Text
+ + +
- Born: Brazil
- Education: Federal University of Rio Grande do Sul; Nelson R Mandela School of Medicine;
- Spouse: Dr. Astrid de Oliveira (maiden name Treffry-Goatley)
- Children: Kiara, Tiago and Rafael
- Parents: Nei Simas (father); Maria Joao Nazareth (mother);
- Awards: Batho Pele Award (2022)
- Scientific career
- Workplaces: Stellenbosch University; University of KwaZulu-Natal;
- Doctoral students: Sikhulile Moyo

= Tulio de Oliveira =

Brazilian professor of bioinformatics

Tulio de Oliveira is a Brazilian, Portuguese, and South African permanent resident professor of bioinformatics at the University of KwaZulu-Natal and Stellenbosch University, South Africa, and associate professor of global health at the University of Washington. He has studied outbreaks of chikungunya, dengue, hepatitis B and C, HIV, SARS-CoV-2, yellow fever and Zika. During the COVID-19 pandemic he led the team that confirmed the discovery of the Beta variant of the COVID-19 virus in 2020 and the Omicron variant in 2021.
+ + +
Provided data
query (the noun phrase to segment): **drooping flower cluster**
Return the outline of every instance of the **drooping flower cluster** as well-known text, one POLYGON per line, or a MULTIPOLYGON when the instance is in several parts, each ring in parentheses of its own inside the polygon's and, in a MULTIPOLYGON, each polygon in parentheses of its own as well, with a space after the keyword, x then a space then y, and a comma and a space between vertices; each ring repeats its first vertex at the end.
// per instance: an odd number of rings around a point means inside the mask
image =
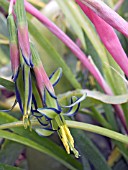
+ + +
What is needed
Answer from the Tulio de Oliveira profile.
(a) Which award is listed, and in what year?
(b) Who is named as a doctoral student?
(c) Which variant did the team he led confirm in 2021?

Reply to the task
(a) The Batho Pele Award, in 2022.
(b) Sikhulile Moyo.
(c) The Omicron variant.